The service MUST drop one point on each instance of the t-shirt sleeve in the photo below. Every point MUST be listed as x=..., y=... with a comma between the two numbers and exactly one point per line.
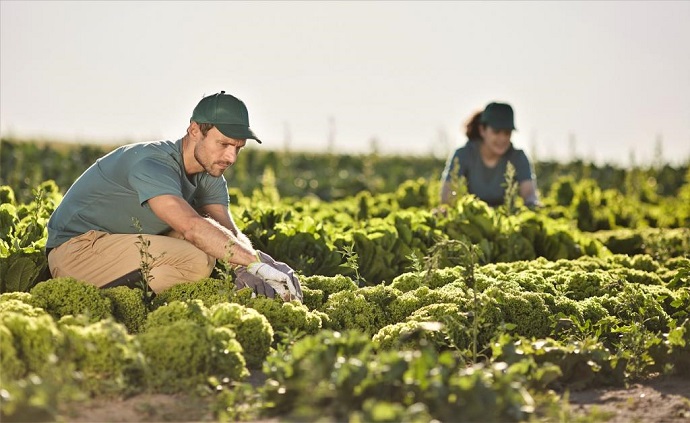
x=151, y=178
x=212, y=191
x=453, y=166
x=523, y=167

Written task:
Substitute "shirt cuff" for "t-shirt sleeve" throughout the data above, keeping every other line and character unchanged and leaving out the pictures.

Answer to this exercise:
The service MUST drop one point on each instance of the shirt cuff in the photo below. Every point MUST be listed as x=..., y=... with a comma between the two numbers and exactly one point per line.
x=151, y=178
x=212, y=191
x=453, y=166
x=523, y=167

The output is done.